╭─ ENTRIES PROVIDED

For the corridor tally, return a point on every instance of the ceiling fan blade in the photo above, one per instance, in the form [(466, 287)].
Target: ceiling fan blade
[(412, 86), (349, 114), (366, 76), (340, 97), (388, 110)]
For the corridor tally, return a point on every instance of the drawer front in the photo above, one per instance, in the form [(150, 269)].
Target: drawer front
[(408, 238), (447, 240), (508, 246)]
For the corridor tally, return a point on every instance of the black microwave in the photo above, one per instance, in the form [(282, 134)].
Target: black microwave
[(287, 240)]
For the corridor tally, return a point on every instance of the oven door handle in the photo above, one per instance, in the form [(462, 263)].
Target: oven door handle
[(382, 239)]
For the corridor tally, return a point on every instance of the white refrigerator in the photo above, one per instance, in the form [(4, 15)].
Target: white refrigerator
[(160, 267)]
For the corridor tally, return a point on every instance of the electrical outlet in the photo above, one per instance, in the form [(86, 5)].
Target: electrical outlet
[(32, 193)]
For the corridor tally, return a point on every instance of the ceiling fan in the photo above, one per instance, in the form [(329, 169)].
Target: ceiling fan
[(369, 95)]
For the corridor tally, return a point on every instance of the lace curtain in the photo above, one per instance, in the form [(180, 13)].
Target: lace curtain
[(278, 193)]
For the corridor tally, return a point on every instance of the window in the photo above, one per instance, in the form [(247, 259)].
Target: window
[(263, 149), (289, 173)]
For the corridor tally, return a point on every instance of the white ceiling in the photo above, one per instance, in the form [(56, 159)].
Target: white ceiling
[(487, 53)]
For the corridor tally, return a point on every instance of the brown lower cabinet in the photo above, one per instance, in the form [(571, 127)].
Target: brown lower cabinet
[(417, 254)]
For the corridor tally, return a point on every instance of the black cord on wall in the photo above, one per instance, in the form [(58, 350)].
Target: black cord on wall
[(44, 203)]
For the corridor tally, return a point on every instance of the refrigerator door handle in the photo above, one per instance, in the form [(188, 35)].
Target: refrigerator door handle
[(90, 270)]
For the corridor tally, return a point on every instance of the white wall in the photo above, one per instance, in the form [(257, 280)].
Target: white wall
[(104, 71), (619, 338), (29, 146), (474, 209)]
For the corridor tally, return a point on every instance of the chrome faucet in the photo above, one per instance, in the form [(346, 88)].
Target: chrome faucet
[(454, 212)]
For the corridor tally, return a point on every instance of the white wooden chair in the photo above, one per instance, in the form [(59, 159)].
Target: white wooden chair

╰─
╭─ ENTRIES PROVIDED

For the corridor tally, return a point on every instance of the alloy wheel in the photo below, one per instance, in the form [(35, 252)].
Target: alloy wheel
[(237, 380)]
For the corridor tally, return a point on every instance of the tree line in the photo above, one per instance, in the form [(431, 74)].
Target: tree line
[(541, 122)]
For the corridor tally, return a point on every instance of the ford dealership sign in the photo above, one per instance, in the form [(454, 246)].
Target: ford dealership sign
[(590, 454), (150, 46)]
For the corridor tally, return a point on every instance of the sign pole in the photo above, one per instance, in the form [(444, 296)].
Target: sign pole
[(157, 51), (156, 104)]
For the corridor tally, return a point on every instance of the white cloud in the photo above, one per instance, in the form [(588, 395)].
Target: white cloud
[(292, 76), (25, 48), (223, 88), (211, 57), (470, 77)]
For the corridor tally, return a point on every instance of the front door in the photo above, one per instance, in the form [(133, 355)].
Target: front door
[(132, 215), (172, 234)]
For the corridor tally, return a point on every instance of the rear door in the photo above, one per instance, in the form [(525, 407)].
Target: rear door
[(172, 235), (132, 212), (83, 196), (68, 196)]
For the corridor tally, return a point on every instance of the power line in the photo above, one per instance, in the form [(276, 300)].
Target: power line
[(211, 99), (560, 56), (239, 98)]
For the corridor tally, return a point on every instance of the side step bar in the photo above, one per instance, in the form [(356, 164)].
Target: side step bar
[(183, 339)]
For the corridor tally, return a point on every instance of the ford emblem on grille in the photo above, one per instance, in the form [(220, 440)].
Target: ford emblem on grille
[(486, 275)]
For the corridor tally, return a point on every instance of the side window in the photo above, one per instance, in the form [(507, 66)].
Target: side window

╰─

• WHAT TO PRODUCE: Retype the rows verbatim, starting at the line that contains "form [(247, 259)]." and stopping after the line that contains "[(487, 53)]".

• TASK RESULT:
For the corridor tally, return a point on every instance of the window in the photo above, one per instance, in the form [(247, 259)].
Target: window
[(263, 149), (289, 173)]
For the corridor tally, return a point on every instance of the white ceiling in the photo above, one per instance, in the form [(56, 159)].
Target: white ceiling
[(487, 53)]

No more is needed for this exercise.